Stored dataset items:
* * * *
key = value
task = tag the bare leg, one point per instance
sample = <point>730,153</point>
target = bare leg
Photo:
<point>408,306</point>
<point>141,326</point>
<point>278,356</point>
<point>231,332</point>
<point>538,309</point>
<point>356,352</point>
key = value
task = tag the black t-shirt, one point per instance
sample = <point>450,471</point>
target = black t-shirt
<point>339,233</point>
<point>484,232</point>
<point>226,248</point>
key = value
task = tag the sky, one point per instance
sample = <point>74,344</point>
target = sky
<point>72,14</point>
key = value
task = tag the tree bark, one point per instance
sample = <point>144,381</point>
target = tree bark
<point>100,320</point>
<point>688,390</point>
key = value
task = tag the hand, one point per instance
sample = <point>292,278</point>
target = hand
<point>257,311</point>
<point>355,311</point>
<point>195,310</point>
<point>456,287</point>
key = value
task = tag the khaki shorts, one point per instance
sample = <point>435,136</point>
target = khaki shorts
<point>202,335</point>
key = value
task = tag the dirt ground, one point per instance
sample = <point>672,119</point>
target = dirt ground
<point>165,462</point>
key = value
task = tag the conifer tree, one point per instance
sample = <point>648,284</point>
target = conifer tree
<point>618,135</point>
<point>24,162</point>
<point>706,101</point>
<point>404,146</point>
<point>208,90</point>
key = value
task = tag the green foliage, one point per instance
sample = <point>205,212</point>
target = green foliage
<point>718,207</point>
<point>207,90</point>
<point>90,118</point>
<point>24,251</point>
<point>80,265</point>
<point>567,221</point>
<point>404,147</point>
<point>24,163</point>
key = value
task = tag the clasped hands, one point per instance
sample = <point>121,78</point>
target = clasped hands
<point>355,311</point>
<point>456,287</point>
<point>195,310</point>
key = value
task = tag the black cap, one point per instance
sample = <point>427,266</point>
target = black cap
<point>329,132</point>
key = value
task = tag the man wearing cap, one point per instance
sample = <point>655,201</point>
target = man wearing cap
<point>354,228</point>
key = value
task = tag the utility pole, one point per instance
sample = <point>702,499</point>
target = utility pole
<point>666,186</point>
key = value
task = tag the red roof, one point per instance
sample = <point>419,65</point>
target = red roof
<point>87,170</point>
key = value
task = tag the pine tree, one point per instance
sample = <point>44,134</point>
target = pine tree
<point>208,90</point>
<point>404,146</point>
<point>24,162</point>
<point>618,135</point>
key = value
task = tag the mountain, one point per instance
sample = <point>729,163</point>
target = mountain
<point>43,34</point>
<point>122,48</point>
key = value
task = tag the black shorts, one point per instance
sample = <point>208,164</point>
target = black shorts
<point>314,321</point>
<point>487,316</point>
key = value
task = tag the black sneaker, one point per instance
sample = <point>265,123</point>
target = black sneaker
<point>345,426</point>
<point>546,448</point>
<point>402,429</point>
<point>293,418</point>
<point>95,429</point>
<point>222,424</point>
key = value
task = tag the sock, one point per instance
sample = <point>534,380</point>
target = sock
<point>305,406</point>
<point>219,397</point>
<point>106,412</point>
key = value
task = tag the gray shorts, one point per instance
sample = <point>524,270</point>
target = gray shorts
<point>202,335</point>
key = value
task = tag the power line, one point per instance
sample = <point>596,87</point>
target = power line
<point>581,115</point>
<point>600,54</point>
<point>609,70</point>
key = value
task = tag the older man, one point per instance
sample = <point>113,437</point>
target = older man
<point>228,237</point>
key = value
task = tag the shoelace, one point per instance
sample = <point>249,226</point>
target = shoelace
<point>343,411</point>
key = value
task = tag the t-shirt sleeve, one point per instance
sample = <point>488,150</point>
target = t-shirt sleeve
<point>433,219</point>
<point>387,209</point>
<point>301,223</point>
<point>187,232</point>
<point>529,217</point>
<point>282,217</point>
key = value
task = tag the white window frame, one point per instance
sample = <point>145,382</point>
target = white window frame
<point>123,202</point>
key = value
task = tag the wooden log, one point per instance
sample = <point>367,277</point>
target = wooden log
* * * *
▶ **Your goal**
Present the material above as a Markdown table with a Row column numbering each line in order and a Line column holding that line, leaving blank lines out.

▶ **Task answer**
| Row | Line |
|---|---|
| 1 | key = value |
| 2 | task = tag the bare leg, one point per instance |
| 3 | sample = <point>730,153</point> |
| 4 | target = bare leg |
| 5 | Photo: |
| 6 | <point>408,306</point> |
| 7 | <point>141,326</point> |
| 8 | <point>278,356</point> |
| 9 | <point>231,332</point> |
| 10 | <point>538,309</point> |
| 11 | <point>356,352</point> |
| 12 | key = value |
| 13 | task = tag the black t-shirt, one point per instance |
| 14 | sample = <point>450,471</point> |
| 15 | target = black t-shirt |
| 16 | <point>339,233</point> |
| 17 | <point>484,232</point> |
| 18 | <point>226,248</point> |
| 19 | key = value |
| 20 | task = tag the sky, one point per instance |
| 21 | sample = <point>74,344</point> |
| 22 | target = sky |
| 23 | <point>72,14</point> |
| 24 | key = value |
| 25 | task = tag the tree bark, one point per instance |
| 26 | sample = <point>144,381</point> |
| 27 | target = tree bark |
| 28 | <point>100,320</point> |
| 29 | <point>688,390</point> |
| 30 | key = value |
| 31 | task = tag the hand, one point per instance |
| 32 | sample = <point>292,278</point> |
| 33 | target = hand |
| 34 | <point>257,311</point> |
| 35 | <point>355,311</point> |
| 36 | <point>195,310</point> |
| 37 | <point>456,287</point> |
| 38 | key = value |
| 39 | task = tag the khaki shorts, one point per instance |
| 40 | sample = <point>435,136</point> |
| 41 | target = khaki shorts |
| 42 | <point>202,335</point> |
| 43 | key = value |
| 44 | task = tag the dirt ground, one point per instance |
| 45 | sample = <point>672,119</point> |
| 46 | target = dirt ground |
| 47 | <point>165,462</point> |
| 48 | key = value |
| 49 | task = tag the conifer tree, one point per instance |
| 50 | sample = <point>648,284</point> |
| 51 | target = conifer tree |
| 52 | <point>618,135</point> |
| 53 | <point>24,162</point> |
| 54 | <point>706,101</point> |
| 55 | <point>404,146</point> |
| 56 | <point>208,90</point> |
| 57 | key = value |
| 58 | task = tag the green foliage, one point per instance |
| 59 | sample = <point>205,212</point> |
| 60 | target = green foliage |
| 61 | <point>718,207</point> |
| 62 | <point>207,90</point> |
| 63 | <point>90,118</point> |
| 64 | <point>24,251</point> |
| 65 | <point>80,265</point> |
| 66 | <point>567,221</point> |
| 67 | <point>404,147</point> |
| 68 | <point>24,163</point> |
| 69 | key = value |
| 70 | task = tag the clasped hands, one point per instance |
| 71 | sample = <point>121,78</point> |
| 72 | target = clasped hands |
| 73 | <point>355,311</point> |
| 74 | <point>456,287</point> |
| 75 | <point>195,310</point> |
| 76 | key = value |
| 77 | task = tag the black cap, one point per instance |
| 78 | sample = <point>427,266</point> |
| 79 | target = black cap |
| 80 | <point>329,132</point> |
| 81 | key = value |
| 82 | task = tag the man wearing cap, one point per instance |
| 83 | sample = <point>655,201</point> |
| 84 | target = man wearing cap |
| 85 | <point>354,228</point> |
| 86 | key = value |
| 87 | task = tag the utility pole, one point per instance |
| 88 | sample = <point>702,499</point> |
| 89 | target = utility pole |
| 90 | <point>666,186</point> |
| 91 | key = value |
| 92 | task = tag the red roof, one point per instance |
| 93 | sample = <point>419,65</point> |
| 94 | target = red roof |
| 95 | <point>87,170</point> |
| 96 | key = value |
| 97 | task = tag the pine tree, one point per instance |
| 98 | sample = <point>44,134</point> |
| 99 | target = pine tree |
| 100 | <point>208,90</point> |
| 101 | <point>404,146</point> |
| 102 | <point>24,162</point> |
| 103 | <point>618,135</point> |
| 104 | key = value |
| 105 | task = tag the mountain, one point per instance |
| 106 | sample = <point>729,163</point> |
| 107 | target = mountain |
| 108 | <point>43,34</point> |
| 109 | <point>122,48</point> |
| 110 | key = value |
| 111 | task = tag the black shorts, one point per instance |
| 112 | sample = <point>208,164</point> |
| 113 | target = black shorts |
| 114 | <point>314,321</point> |
| 115 | <point>487,316</point> |
| 116 | key = value |
| 117 | task = tag the black sneaker, one point per instance |
| 118 | sample = <point>265,123</point> |
| 119 | target = black sneaker |
| 120 | <point>345,426</point> |
| 121 | <point>546,448</point> |
| 122 | <point>402,429</point> |
| 123 | <point>293,418</point> |
| 124 | <point>95,429</point> |
| 125 | <point>222,424</point> |
| 126 | key = value |
| 127 | task = tag the sock, one point per instance |
| 128 | sample = <point>534,380</point> |
| 129 | target = sock |
| 130 | <point>305,406</point> |
| 131 | <point>219,397</point> |
| 132 | <point>106,412</point> |
| 133 | key = value |
| 134 | task = tag the gray shorts, one point per instance |
| 135 | sample = <point>524,270</point> |
| 136 | target = gray shorts |
| 137 | <point>202,335</point> |
| 138 | key = value |
| 139 | task = tag the power line, one point per instance |
| 140 | sample = <point>596,87</point> |
| 141 | target = power line |
| 142 | <point>581,115</point> |
| 143 | <point>600,54</point> |
| 144 | <point>609,70</point> |
| 145 | key = value |
| 146 | task = tag the older man, one point per instance |
| 147 | sample = <point>113,437</point> |
| 148 | target = older man |
| 149 | <point>228,237</point> |
| 150 | key = value |
| 151 | task = tag the shoelace, one point per instance |
| 152 | sample = <point>249,226</point> |
| 153 | target = shoelace |
| 154 | <point>343,411</point> |
| 155 | key = value |
| 156 | task = tag the t-shirt sleeve, one point per instance |
| 157 | sample = <point>488,150</point> |
| 158 | target = t-shirt sleeve |
| 159 | <point>433,219</point> |
| 160 | <point>387,209</point> |
| 161 | <point>301,223</point> |
| 162 | <point>187,232</point> |
| 163 | <point>529,217</point> |
| 164 | <point>282,217</point> |
| 165 | key = value |
| 166 | task = tag the white window frame, one point per instance |
| 167 | sample = <point>145,382</point> |
| 168 | target = white window frame |
| 169 | <point>123,202</point> |
| 170 | key = value |
| 171 | task = tag the wooden log, one point per instance |
| 172 | sample = <point>367,277</point> |
| 173 | target = wooden log |